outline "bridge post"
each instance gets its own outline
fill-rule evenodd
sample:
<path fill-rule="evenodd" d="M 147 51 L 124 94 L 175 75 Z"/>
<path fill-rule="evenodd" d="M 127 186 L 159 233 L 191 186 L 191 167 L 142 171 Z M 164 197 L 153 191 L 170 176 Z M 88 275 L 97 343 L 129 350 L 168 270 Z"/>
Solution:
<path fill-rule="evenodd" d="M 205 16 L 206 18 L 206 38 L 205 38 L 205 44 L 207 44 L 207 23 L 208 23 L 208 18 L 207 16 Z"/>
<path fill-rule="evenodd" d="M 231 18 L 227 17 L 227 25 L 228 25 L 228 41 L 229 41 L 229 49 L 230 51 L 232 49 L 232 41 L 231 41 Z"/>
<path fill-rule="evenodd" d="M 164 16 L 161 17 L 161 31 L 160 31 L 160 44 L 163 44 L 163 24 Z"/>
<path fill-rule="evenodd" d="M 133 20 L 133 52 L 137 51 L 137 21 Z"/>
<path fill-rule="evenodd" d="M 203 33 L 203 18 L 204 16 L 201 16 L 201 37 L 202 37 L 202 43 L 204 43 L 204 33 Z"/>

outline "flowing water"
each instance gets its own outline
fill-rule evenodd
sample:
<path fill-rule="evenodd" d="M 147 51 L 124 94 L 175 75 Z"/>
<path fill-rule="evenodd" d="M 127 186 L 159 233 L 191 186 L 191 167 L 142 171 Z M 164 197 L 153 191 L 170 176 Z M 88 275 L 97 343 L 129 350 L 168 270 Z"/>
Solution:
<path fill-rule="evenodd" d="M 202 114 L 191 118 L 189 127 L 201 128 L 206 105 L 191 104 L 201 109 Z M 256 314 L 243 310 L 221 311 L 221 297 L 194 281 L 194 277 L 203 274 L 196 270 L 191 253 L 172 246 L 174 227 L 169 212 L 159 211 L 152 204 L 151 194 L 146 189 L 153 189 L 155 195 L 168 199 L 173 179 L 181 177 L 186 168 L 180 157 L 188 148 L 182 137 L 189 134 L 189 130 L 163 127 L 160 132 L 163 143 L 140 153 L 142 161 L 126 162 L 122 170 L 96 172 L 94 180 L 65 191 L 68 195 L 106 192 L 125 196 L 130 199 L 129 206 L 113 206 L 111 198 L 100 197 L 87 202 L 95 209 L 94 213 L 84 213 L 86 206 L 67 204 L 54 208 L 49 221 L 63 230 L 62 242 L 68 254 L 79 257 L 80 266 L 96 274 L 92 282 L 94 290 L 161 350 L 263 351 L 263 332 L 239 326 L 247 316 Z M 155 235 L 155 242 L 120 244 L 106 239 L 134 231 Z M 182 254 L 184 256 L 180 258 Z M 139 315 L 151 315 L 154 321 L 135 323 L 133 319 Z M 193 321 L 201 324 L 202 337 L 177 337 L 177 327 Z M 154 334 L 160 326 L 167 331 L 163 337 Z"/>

Objective – Copy out all the entries again, swapping "instance" for "object" everywhere it shows up and leaving every other character untouched.

Worked answer –
outline "bridge post"
each object gets its own outline
fill-rule evenodd
sample:
<path fill-rule="evenodd" d="M 147 51 L 124 94 L 175 75 Z"/>
<path fill-rule="evenodd" d="M 127 186 L 159 233 L 191 186 L 191 167 L 142 171 Z M 164 197 L 153 191 L 170 176 Z M 88 275 L 97 343 L 129 350 L 168 270 Z"/>
Solution:
<path fill-rule="evenodd" d="M 205 16 L 206 18 L 206 38 L 205 38 L 205 44 L 207 44 L 207 23 L 208 23 L 208 18 L 207 16 Z"/>
<path fill-rule="evenodd" d="M 231 18 L 227 17 L 227 25 L 228 25 L 228 41 L 229 41 L 229 49 L 230 51 L 232 49 L 232 41 L 231 41 Z"/>
<path fill-rule="evenodd" d="M 164 16 L 161 17 L 161 31 L 160 31 L 160 44 L 163 44 L 163 24 Z"/>
<path fill-rule="evenodd" d="M 133 20 L 133 52 L 137 51 L 137 21 Z"/>
<path fill-rule="evenodd" d="M 203 33 L 203 18 L 204 16 L 201 16 L 201 37 L 202 37 L 202 43 L 204 43 L 204 33 Z"/>

outline "flowing water"
each object gets its own outline
fill-rule evenodd
sample:
<path fill-rule="evenodd" d="M 147 51 L 124 94 L 175 75 Z"/>
<path fill-rule="evenodd" d="M 127 186 L 159 233 L 191 186 L 191 167 L 142 171 Z M 164 197 L 153 191 L 170 176 Z M 88 275 L 97 343 L 129 350 L 168 270 Z"/>
Solution:
<path fill-rule="evenodd" d="M 202 114 L 191 118 L 189 127 L 201 128 L 206 105 L 191 104 L 201 109 Z M 256 314 L 243 310 L 221 311 L 221 297 L 194 281 L 194 277 L 203 274 L 196 270 L 191 253 L 172 246 L 174 227 L 169 212 L 159 211 L 152 204 L 151 194 L 146 189 L 153 189 L 155 195 L 168 199 L 173 179 L 181 177 L 186 168 L 180 157 L 188 148 L 182 137 L 189 134 L 189 130 L 163 127 L 160 132 L 163 143 L 140 153 L 142 161 L 126 162 L 122 170 L 96 172 L 94 180 L 65 191 L 68 195 L 106 192 L 125 196 L 130 199 L 129 206 L 113 206 L 111 198 L 100 197 L 87 202 L 95 209 L 94 213 L 84 213 L 86 206 L 67 204 L 54 208 L 49 221 L 63 230 L 62 242 L 68 254 L 79 257 L 80 266 L 96 274 L 92 282 L 94 290 L 161 350 L 263 351 L 263 332 L 239 326 L 247 316 Z M 155 235 L 155 242 L 120 244 L 106 239 L 134 231 Z M 182 254 L 184 256 L 180 258 Z M 139 315 L 151 315 L 154 321 L 135 323 L 133 319 Z M 193 321 L 201 324 L 202 337 L 177 337 L 177 327 Z M 154 334 L 160 326 L 167 331 L 163 337 Z"/>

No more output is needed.